• PROMPT: Once the line containing "Expected: for every instance of the pale" is located, give it again exactly, together with each line that follows it to the end of the entries, and add nothing else.

• DATA FOR THE TASK:

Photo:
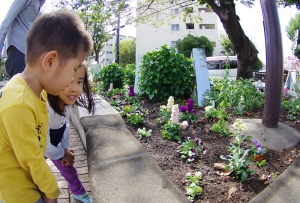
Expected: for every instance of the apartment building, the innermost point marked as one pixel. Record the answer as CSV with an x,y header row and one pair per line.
x,y
107,55
149,38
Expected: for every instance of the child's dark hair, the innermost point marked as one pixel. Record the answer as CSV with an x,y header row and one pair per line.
x,y
62,31
86,100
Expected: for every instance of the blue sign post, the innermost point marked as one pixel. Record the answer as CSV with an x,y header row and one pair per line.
x,y
201,73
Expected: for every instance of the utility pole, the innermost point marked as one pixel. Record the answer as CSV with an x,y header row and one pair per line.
x,y
274,64
118,38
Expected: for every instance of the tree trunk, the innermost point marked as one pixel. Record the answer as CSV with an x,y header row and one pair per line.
x,y
245,49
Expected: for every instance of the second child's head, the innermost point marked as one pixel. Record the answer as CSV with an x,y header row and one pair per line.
x,y
72,93
56,45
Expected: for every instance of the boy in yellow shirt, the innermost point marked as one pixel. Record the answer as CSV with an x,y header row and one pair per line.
x,y
56,45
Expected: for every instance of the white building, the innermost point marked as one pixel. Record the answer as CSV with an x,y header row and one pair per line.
x,y
107,55
149,38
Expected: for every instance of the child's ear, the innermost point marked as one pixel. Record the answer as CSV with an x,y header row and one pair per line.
x,y
50,59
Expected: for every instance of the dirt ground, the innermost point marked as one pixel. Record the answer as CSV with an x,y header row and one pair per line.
x,y
215,187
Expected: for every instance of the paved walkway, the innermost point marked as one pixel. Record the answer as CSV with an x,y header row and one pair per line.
x,y
80,165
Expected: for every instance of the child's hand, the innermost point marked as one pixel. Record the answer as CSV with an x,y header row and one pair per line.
x,y
46,199
68,159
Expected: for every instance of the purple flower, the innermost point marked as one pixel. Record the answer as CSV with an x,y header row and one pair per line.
x,y
258,150
257,143
183,109
131,91
190,105
131,94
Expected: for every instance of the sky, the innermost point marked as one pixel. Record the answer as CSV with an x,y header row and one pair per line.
x,y
251,21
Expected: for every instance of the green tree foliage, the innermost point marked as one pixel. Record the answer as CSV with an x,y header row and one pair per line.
x,y
293,30
165,73
111,73
155,12
127,52
186,45
227,46
229,51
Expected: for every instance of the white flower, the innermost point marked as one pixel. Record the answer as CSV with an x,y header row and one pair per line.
x,y
238,126
163,107
184,124
198,174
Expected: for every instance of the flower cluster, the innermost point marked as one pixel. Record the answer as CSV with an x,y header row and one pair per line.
x,y
193,189
144,133
257,148
291,63
189,107
190,149
131,91
188,112
110,87
175,114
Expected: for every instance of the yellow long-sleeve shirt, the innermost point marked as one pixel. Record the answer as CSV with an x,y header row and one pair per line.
x,y
23,130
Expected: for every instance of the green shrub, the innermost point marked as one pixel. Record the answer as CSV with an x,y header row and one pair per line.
x,y
164,73
129,74
111,74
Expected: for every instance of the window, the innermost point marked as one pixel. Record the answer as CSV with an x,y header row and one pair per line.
x,y
189,10
175,27
173,43
174,11
189,25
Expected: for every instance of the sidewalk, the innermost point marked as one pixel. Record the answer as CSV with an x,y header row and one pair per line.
x,y
80,165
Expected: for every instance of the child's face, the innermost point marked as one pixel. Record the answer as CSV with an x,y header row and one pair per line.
x,y
73,91
64,75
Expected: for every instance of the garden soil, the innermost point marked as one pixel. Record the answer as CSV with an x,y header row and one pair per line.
x,y
216,188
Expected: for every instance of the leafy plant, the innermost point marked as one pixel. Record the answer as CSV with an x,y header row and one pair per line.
x,y
257,152
129,74
190,149
143,133
164,73
130,95
193,189
240,108
165,111
172,131
111,74
221,127
239,160
114,102
188,113
135,118
126,110
211,112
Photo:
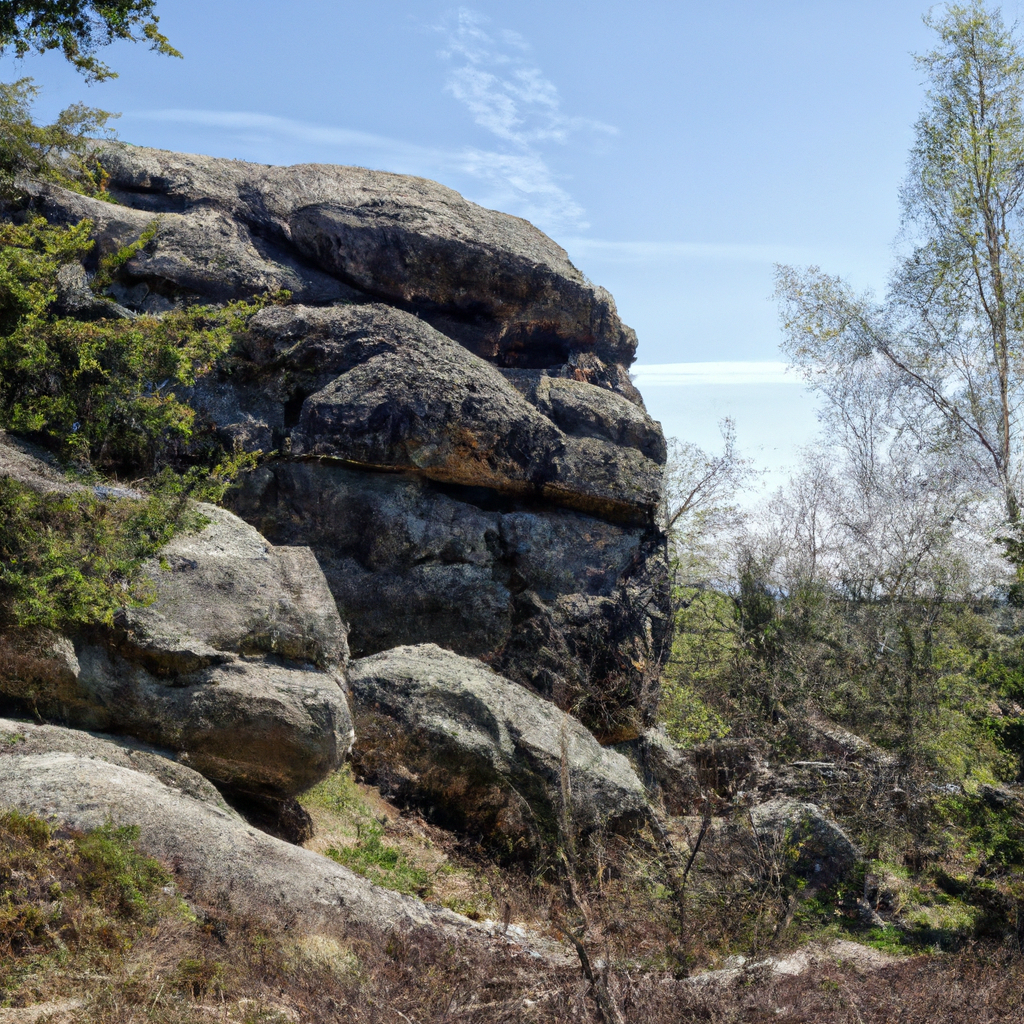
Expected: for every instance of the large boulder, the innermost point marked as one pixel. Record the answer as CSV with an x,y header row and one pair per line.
x,y
482,755
24,738
237,665
494,282
444,367
802,839
219,859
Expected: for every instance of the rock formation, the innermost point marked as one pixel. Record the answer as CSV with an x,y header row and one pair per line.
x,y
237,665
449,400
483,756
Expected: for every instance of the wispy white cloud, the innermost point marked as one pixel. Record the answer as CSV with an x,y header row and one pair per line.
x,y
267,128
688,374
645,252
519,182
495,77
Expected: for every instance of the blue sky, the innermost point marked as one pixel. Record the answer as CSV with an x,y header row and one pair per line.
x,y
677,150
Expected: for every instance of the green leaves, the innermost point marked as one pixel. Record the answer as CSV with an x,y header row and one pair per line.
x,y
69,560
78,28
57,153
103,392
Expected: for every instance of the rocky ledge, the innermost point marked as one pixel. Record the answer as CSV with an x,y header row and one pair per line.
x,y
455,431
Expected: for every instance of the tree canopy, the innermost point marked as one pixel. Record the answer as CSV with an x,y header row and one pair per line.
x,y
78,28
941,357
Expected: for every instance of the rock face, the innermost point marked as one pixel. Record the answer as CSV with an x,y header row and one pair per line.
x,y
24,738
237,666
484,756
457,436
804,840
223,861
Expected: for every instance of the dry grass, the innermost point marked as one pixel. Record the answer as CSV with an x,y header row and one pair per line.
x,y
94,952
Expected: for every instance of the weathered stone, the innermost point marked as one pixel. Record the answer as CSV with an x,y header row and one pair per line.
x,y
727,766
436,339
237,665
804,840
668,772
257,727
25,738
225,590
482,755
567,604
379,388
219,859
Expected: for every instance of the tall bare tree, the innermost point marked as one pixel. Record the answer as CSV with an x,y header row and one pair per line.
x,y
944,348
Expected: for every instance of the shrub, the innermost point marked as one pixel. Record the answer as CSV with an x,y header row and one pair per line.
x,y
57,153
75,559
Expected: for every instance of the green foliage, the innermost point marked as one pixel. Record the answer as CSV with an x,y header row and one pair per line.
x,y
922,679
77,28
116,873
57,153
384,864
69,560
70,896
31,255
102,392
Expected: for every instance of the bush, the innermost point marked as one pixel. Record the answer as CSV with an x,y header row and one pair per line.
x,y
72,560
57,153
101,392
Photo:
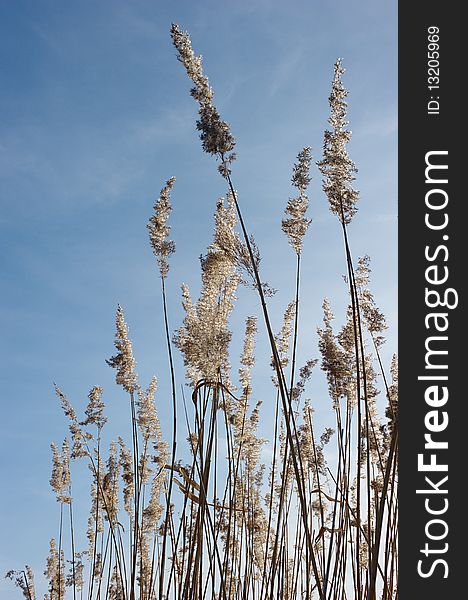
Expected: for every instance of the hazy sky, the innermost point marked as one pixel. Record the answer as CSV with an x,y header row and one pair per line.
x,y
95,117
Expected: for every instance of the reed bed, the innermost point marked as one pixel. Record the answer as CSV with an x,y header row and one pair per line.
x,y
211,521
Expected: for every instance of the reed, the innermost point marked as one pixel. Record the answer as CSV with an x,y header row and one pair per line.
x,y
210,521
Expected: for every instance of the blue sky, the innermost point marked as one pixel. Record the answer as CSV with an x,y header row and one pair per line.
x,y
96,116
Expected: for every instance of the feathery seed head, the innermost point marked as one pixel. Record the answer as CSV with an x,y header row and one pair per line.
x,y
214,132
159,230
336,167
123,361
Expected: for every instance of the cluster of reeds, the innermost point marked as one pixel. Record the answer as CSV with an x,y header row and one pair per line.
x,y
212,521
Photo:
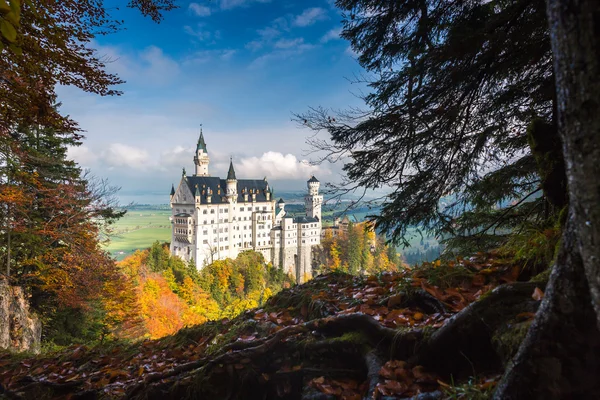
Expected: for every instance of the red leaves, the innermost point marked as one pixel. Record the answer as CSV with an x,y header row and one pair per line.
x,y
537,294
402,380
346,389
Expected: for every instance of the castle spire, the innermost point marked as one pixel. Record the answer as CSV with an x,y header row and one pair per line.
x,y
231,173
201,159
201,143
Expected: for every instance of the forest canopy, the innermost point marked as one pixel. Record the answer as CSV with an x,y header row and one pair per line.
x,y
459,121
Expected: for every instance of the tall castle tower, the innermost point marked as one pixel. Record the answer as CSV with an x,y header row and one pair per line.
x,y
313,200
201,159
231,184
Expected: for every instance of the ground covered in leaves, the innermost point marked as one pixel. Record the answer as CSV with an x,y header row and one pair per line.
x,y
444,330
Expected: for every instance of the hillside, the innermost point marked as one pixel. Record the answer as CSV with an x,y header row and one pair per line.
x,y
445,329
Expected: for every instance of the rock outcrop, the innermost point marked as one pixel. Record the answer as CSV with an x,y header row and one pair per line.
x,y
20,329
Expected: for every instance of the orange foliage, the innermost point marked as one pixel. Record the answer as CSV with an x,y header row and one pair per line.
x,y
162,311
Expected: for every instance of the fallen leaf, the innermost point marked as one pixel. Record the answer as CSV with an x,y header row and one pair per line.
x,y
537,294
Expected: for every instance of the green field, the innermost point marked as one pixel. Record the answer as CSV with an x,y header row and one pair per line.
x,y
145,224
138,229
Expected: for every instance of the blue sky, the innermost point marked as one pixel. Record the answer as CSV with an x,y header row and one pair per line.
x,y
239,67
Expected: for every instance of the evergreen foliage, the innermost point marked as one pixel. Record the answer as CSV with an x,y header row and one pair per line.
x,y
454,87
356,251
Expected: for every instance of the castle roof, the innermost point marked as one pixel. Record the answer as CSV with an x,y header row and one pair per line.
x,y
201,143
231,173
304,220
216,187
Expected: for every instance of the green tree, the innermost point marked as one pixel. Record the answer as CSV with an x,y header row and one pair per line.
x,y
354,249
456,88
46,44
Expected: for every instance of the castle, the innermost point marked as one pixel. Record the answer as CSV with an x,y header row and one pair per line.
x,y
213,219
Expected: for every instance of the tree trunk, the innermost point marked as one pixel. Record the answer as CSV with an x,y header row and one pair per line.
x,y
575,32
560,357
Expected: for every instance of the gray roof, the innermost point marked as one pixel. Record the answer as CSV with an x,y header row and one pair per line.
x,y
305,220
217,188
201,143
231,173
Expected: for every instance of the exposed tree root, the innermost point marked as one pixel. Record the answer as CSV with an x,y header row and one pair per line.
x,y
292,362
549,364
354,345
464,343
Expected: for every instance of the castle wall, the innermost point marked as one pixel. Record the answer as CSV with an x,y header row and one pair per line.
x,y
206,229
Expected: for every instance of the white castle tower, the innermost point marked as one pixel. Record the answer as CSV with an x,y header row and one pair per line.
x,y
231,188
313,200
214,219
201,159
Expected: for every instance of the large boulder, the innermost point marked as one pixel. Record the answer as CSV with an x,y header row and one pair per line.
x,y
20,329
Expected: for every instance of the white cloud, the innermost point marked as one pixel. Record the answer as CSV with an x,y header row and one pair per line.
x,y
150,66
125,156
205,56
310,16
229,4
82,155
199,33
288,43
275,165
199,10
333,34
159,66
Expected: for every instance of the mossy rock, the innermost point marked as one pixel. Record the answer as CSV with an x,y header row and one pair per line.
x,y
507,340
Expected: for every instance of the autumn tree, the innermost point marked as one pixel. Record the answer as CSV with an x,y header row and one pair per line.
x,y
479,114
459,122
566,328
45,44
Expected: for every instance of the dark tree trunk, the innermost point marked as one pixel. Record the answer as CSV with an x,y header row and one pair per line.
x,y
560,357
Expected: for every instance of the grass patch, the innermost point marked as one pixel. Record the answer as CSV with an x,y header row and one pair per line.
x,y
138,229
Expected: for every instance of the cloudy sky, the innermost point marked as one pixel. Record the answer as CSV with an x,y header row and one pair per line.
x,y
240,68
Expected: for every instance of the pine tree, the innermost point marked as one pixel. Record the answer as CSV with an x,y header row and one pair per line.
x,y
354,249
460,115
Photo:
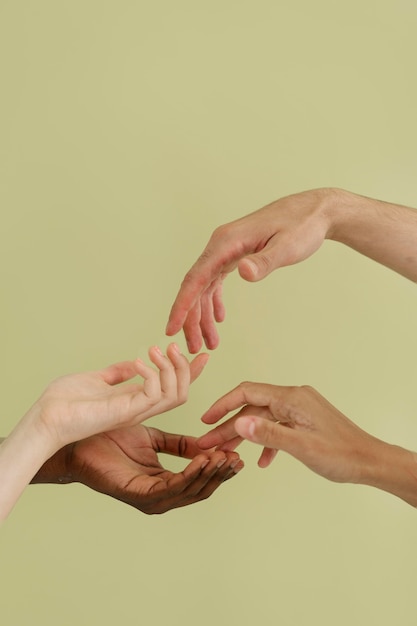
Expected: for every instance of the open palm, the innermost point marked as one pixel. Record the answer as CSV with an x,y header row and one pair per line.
x,y
124,464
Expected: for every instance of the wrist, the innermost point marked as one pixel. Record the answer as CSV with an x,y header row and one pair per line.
x,y
341,208
57,469
392,469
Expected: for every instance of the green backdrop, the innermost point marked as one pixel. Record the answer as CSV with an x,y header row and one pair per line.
x,y
129,131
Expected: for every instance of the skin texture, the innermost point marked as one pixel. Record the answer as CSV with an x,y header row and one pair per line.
x,y
79,406
298,420
286,232
124,464
301,422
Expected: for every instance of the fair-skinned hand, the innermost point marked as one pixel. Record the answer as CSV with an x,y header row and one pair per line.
x,y
283,233
80,405
299,421
124,464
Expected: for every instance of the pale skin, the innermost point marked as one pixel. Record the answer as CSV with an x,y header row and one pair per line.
x,y
284,233
101,417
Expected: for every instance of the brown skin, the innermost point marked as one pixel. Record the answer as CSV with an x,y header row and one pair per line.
x,y
301,422
124,464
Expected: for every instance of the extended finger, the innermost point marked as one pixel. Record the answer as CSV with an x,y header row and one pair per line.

• RESPONSE BOX:
Expected: for every instance of the pale skin, the innermost point marked as one pixel. Record the answer as CSV with an x,y header row and one pair per line.
x,y
284,233
101,417
Expected: for every instance of the brown skin, the innermost point marked as one pixel. Record the answer as CSV with an x,y header row and one pair per line.
x,y
301,422
124,464
Expected: for every instance of the extended finger, the innermost point marked as one pixel. Record the answer as CSV with an x,y header row and one pair per line.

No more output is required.